BEGIN PASSAGE PROVIDED

HUTCHINSON, Kan. (AP) — Members of the sober-living Oxford House team circled up in the infield of a Fun Valley Sports Complex baseball diamond reciting the Lord's Prayer, as custom at group gatherings.
They prepared to face the Reno County Sheriff's Office in a friendly game against officers who once arrested some of them. The July 2018 matchup — midway through a record-breaking year for opioid deaths, per Sheriff Randy Henderson's account — showed the fruition of relationship-building over the years. Until then, only leaders within the burgeoning Oxford House community knew about the relationship between law enforcement and recovering addicts.
As they held hands praying, deputies and sheriff's office personnel filled in between the orange T-shirts with their blue T-shirts marked "Enforcers" on the front. They all held hands.
"Just a couple nights ago, I went through the drive-thru at Hog Wild (Pit BBQ), and the guy said: 'Hey, we gonna play another softball game this year?'" Henderson said. "I said 'Yeah, we gotta give you a chance to win back the bragging rights.'"
Matt Griffin brought Oxford House back to Hutchinson in 2014 after residents ran the sober-living home out of town in the early 2000s. Hutchinson now has nine.
Griffin said the softball game idea floated around for a while, but Seth Dewey ran with the ball.
"We are not the only ones who have a stigma," Griffin said about people's perception of law enforcement. "That softball game really, really broke the ice for a lot of people in the Oxford House that aren't that involved and are just there to get the help ... I would say it was absolutely instrumental in a lot of people's lives."
Griffin is still heavily involved, but Dewey has become the face — albeit the heavily bearded face — of Oxford House at the local level and for the state of Kansas.
Since entering a house on July 25, 2017 — two days after sobering up in a park — the relationship Griffin has with Dewey went from mentor to fueling Dewey's fire.
"Seth may not know it, but I am getting paid back big time (spiritually) from him," Griffin said. "He's definitely his own force in this recovery effort right now ... He's a born leader."
Dewey grew up in Grand Island, Nebraska, as the youngest of three children in a family of staunch Jehovah's Witnesses.
With a father as an elder, Dewey spent a lot of his free time as a youth in church functions. He frequently did outreach with a friend and his father and spent time at their house.

END PASSAGE PROVIDED
BEGIN PROVIDED INFORMATION

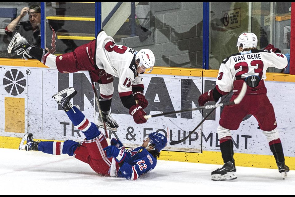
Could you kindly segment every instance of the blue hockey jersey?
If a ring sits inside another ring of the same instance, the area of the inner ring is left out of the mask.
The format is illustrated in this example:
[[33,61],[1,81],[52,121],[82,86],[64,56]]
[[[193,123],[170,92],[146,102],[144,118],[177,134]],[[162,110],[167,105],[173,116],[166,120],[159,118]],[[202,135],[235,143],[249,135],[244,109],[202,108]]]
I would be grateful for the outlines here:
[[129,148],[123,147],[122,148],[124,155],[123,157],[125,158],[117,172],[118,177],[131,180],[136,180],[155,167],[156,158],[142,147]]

END PROVIDED INFORMATION
BEGIN PROVIDED INFORMATION

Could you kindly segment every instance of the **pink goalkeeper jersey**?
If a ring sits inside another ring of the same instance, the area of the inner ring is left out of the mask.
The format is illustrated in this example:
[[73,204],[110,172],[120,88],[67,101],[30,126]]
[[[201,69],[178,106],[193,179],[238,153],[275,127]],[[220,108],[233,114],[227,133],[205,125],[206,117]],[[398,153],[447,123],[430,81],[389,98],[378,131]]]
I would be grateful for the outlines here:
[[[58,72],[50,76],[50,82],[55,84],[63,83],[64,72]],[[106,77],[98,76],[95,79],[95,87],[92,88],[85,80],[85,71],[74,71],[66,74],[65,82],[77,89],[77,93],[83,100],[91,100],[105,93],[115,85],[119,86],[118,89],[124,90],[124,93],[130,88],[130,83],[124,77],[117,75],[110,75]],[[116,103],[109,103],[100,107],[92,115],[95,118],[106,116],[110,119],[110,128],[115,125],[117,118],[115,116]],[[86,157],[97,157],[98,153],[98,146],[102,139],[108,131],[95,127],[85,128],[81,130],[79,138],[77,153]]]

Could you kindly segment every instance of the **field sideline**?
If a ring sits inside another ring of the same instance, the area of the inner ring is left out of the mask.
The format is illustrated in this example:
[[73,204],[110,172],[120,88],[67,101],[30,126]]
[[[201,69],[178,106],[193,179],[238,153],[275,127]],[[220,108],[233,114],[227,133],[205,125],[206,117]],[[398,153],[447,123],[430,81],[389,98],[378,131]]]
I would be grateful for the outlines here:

END PROVIDED INFORMATION

- EXPLORE THE MATERIAL
[a] Answer these questions using the article about the Oxford House softball game, with each answer on its own line and marked the same way:
(i) What was printed on the front of the blue T-shirts worn by the deputies and sheriff's office personnel?
(ii) How many Oxford Houses does Hutchinson now have?
(iii) In what town did Seth Dewey grow up?
[b] Summarize the article about the Oxford House softball game in two sentences.
[c] In one to three sentences, explain why Matt Griffin considers the softball game important, according to the article about the Oxford House softball game.

- LIST OF ANSWERS
[a]
(i) "Enforcers"
(ii) Nine
(iii) Grand Island, Nebraska

[b] In July 2018, members of Hutchinson's Oxford House sober-living community played a friendly softball game against the Reno County Sheriff's Office, including officers who had once arrested some of them, in a matchup that reflected years of relationship-building. Matt Griffin, who brought Oxford House back to Hutchinson in 2014, calls the game instrumental in many people's lives, while Seth Dewey, who ran with the idea for it, has become the face of Oxford House locally and for the state of Kansas.

[c] Griffin points out that people in recovery are not the only ones with a stigma, since law enforcement has one too. He says the game broke the ice for many Oxford House residents who are not very involved and are there only to get help, and he calls it absolutely instrumental in many people's lives.